__Point-based annotation data__.
--- begin ---

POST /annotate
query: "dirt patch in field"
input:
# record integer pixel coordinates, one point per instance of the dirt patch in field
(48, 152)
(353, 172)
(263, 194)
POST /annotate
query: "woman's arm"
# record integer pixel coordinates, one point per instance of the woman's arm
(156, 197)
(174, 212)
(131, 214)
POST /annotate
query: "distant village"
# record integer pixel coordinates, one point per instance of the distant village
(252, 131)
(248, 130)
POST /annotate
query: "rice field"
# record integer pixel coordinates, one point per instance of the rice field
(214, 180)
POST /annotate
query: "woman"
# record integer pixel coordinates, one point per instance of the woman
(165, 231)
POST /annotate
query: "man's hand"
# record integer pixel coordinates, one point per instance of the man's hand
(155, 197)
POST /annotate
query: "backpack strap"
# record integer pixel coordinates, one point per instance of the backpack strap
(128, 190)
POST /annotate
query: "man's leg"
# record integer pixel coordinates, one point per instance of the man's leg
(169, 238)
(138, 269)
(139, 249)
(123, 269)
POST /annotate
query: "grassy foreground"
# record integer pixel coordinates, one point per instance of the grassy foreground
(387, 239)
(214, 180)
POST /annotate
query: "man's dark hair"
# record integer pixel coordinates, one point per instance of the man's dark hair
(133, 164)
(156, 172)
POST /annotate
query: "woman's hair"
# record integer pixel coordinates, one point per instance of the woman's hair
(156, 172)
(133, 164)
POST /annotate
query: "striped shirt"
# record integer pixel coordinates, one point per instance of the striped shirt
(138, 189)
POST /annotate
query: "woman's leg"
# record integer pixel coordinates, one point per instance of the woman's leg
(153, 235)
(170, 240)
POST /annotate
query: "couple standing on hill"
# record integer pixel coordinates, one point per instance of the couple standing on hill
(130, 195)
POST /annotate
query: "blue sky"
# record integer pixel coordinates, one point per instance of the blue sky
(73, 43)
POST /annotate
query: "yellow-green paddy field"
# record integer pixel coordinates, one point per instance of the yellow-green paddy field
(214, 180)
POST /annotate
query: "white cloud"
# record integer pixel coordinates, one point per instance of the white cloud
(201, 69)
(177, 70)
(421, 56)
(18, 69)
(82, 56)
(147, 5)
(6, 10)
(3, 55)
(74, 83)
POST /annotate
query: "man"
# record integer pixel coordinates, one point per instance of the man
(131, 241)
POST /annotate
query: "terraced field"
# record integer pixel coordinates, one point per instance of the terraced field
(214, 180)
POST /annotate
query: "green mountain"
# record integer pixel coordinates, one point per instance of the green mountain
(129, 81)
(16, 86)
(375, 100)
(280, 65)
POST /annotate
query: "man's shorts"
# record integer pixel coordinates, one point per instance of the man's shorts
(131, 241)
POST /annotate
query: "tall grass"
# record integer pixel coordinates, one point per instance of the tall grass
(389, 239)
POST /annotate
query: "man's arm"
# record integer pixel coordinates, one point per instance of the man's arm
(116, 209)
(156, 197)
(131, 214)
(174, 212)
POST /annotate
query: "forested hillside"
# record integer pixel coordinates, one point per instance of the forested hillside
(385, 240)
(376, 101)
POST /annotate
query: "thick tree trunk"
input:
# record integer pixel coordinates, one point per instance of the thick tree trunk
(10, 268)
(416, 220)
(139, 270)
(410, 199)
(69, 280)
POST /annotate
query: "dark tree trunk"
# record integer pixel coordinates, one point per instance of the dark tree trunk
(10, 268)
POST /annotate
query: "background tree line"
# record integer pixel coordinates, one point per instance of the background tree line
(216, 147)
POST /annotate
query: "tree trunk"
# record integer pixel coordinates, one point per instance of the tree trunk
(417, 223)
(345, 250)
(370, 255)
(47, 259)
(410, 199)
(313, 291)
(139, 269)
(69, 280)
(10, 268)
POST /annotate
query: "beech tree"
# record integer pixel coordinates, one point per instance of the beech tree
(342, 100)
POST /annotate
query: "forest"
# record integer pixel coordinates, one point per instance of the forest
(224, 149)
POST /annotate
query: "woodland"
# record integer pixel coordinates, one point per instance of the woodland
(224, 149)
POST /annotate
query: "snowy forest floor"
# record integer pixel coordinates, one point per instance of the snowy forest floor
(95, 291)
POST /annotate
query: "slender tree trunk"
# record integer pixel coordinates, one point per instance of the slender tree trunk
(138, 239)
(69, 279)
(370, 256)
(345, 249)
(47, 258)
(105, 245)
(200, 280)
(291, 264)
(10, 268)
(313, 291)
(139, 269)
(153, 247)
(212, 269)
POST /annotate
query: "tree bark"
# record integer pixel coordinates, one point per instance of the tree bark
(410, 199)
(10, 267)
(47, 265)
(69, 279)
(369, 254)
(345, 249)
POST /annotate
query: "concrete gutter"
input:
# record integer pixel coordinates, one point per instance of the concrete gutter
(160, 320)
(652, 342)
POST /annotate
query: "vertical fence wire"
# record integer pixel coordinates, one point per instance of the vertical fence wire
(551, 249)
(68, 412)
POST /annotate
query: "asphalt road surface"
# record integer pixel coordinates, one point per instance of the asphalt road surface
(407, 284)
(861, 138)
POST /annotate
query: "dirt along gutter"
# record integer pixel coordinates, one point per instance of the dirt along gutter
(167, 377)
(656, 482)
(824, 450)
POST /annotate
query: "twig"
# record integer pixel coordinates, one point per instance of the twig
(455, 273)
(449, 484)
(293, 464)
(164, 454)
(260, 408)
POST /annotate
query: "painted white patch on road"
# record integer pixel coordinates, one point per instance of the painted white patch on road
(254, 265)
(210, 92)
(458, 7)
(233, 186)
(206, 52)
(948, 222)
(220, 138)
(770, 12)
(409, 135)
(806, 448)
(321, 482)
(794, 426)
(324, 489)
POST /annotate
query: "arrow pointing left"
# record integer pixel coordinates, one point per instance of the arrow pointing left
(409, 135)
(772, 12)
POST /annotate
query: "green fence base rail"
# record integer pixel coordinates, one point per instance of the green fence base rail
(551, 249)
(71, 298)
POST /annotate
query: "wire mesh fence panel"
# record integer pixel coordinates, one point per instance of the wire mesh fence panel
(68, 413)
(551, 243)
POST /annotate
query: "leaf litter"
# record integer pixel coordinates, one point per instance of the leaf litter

--- end ---

__Exercise__. From the first line to the last, please quote the material above exactly.

__Exercise solution__.
POST /annotate
query: "dirt patch in field"
input:
# record integer pixel coordinates, one point per instance of the dirt patch in field
(48, 152)
(353, 172)
(263, 194)
POST /annotate
query: "woman's arm"
# record integer pixel coordinates, one point per instance of the woman's arm
(156, 197)
(174, 212)
(131, 214)
POST /annotate
query: "distant village"
# record integer pixel coordinates, one point per instance of the distant village
(252, 131)
(248, 130)
POST /annotate
query: "rice field"
# record integer pixel coordinates, one point per instance of the rice field
(214, 180)
POST /annotate
query: "woman"
# record integer pixel coordinates, one point per instance of the woman
(165, 231)
POST /annotate
query: "man's hand"
# record integer pixel coordinates, one point per instance of the man's hand
(155, 197)
POST /annotate
query: "backpack strap"
# record integer pixel coordinates, one point per instance of the backpack strap
(128, 190)
POST /annotate
query: "man's leg"
# record integer pixel coordinates, one point per instance of the man's leg
(169, 238)
(138, 269)
(139, 249)
(123, 269)
POST /annotate
query: "grassy foreground"
# record integer pixel coordinates, one point per instance of the grassy foreground
(387, 239)
(214, 180)
POST /annotate
query: "man's dark hair"
# record integer pixel coordinates, one point per instance of the man's dark hair
(133, 164)
(156, 172)
POST /annotate
query: "woman's hair"
# record integer pixel coordinates, one point per instance of the woman's hair
(156, 172)
(133, 164)
POST /annotate
query: "striped shirt"
# record integer pixel coordinates, one point per instance of the striped shirt
(138, 189)
POST /annotate
query: "woman's leg"
# record integer pixel coordinates, one point per instance of the woman's leg
(153, 235)
(170, 240)
POST /annotate
query: "couple standing on hill"
# record integer pixel coordinates, one point per instance of the couple standing on hill
(130, 195)
POST /annotate
query: "blue sky"
# record integer pixel coordinates, one point per instance of the blue sky
(73, 43)
POST /annotate
query: "yellow-green paddy field"
# record integer pixel coordinates, one point per instance of the yellow-green paddy field
(214, 180)
POST /annotate
query: "white cloud"
# record integer pixel coordinates, one point per instance of the white cloud
(201, 69)
(177, 70)
(421, 56)
(18, 69)
(82, 56)
(147, 5)
(6, 10)
(3, 55)
(74, 83)
POST /annotate
query: "man"
# record integer pixel coordinates, one point per instance of the man
(131, 241)
POST /annotate
query: "terraced field"
# record integer pixel coordinates, one point per instance of the terraced field
(214, 180)
POST /annotate
query: "green mountain"
# record integer pixel coordinates, one point per instance of the green mountain
(129, 81)
(16, 86)
(375, 100)
(280, 65)
POST /annotate
query: "man's shorts"
# record integer pixel coordinates, one point per instance of the man's shorts
(131, 241)
POST /annotate
query: "tall grass"
# record integer pixel coordinates, one point per instance of the tall grass
(389, 239)
POST /annotate
query: "man's arm"
# record integer pixel coordinates, one point per instance of the man's arm
(116, 209)
(156, 197)
(131, 214)
(174, 212)
POST /annotate
query: "forested hillside"
# record integer pixel coordinates, one point per instance of the forested hillside
(385, 240)
(376, 101)
POST /annotate
query: "thick tree trunk"
input:
# record integer pixel coordinates, one point per instance of the thick tree trunk
(10, 268)
(416, 220)
(139, 270)
(410, 199)
(69, 280)
POST /annotate
query: "dark tree trunk"
# record integer pixel coordinates, one point per instance of the dark tree trunk
(10, 268)
POST /annotate
query: "background tree line"
# record integer pixel coordinates, one point per instance of the background tree line
(216, 147)
POST /annotate
query: "tree trunk"
# record integer pixel coordinates, one point per instance of the tree trunk
(417, 223)
(345, 250)
(370, 255)
(47, 259)
(410, 199)
(313, 291)
(139, 269)
(69, 280)
(10, 268)
POST /annotate
query: "beech tree"
# record integer pixel coordinates, one point per instance of the beech tree
(342, 100)
POST /annotate
query: "forest"
# record integer pixel coordinates, one point per instance of the forest
(224, 149)
POST /annotate
query: "woodland"
# record integer pixel coordinates, one point per instance of the woodland
(224, 149)
POST /annotate
query: "snowy forest floor"
# record integer pixel coordinates, one point per instance of the snowy forest floor
(95, 291)
POST /annotate
query: "slender tree trunk"
# record integer pixel coordinates, one point per instance of the slender tree trunk
(138, 239)
(69, 279)
(370, 256)
(345, 249)
(47, 258)
(105, 245)
(200, 280)
(291, 264)
(10, 268)
(313, 291)
(139, 269)
(153, 247)
(212, 269)
POST /annotate
query: "tree bark"
# record integer pixel coordinates, one point per instance of the tree bark
(410, 199)
(10, 267)
(47, 265)
(69, 279)
(369, 254)
(345, 249)
POST /annotate
query: "concrete gutter"
input:
# record integer pixel coordinates, one point per instance of the concrete gutter
(160, 320)
(652, 342)
POST /annotate
query: "vertical fence wire"
# record integer pixel coordinates, one point per instance of the vertical fence wire
(551, 249)
(68, 412)
POST /annotate
query: "asphalt road surface"
# record integer pixel coordinates, one point per instance of the asphalt road surface
(407, 284)
(861, 138)
POST /annotate
query: "dirt along gutter"
# record integer pixel coordinates, one point per instance of the dirt along gutter
(167, 377)
(656, 482)
(824, 450)
POST /annotate
query: "twig"
# record integer pixel coordinates, one point per instance of the twig
(455, 273)
(449, 484)
(293, 464)
(164, 454)
(260, 408)
POST /annotate
query: "painted white patch on road"
# record integer pixel coordinates, one point per instance of the painted white patch on road
(254, 265)
(210, 92)
(458, 7)
(233, 186)
(206, 52)
(948, 222)
(220, 138)
(770, 12)
(409, 135)
(806, 448)
(321, 482)
(794, 426)
(324, 489)
POST /annotate
query: "arrow pointing left"
# record integer pixel coordinates, one point per instance of the arrow pointing left
(409, 135)
(772, 12)
POST /annotate
query: "green fence base rail"
# record integer pixel coordinates, one point per instance of the green fence base rail
(551, 249)
(71, 298)
POST /annotate
query: "wire mesh fence panel"
# record integer pixel coordinates, one point per instance of the wire mesh fence panel
(68, 413)
(551, 243)
POST /annotate
query: "leaf litter"
# record integer pixel coordinates, one point per instance of the leaf litter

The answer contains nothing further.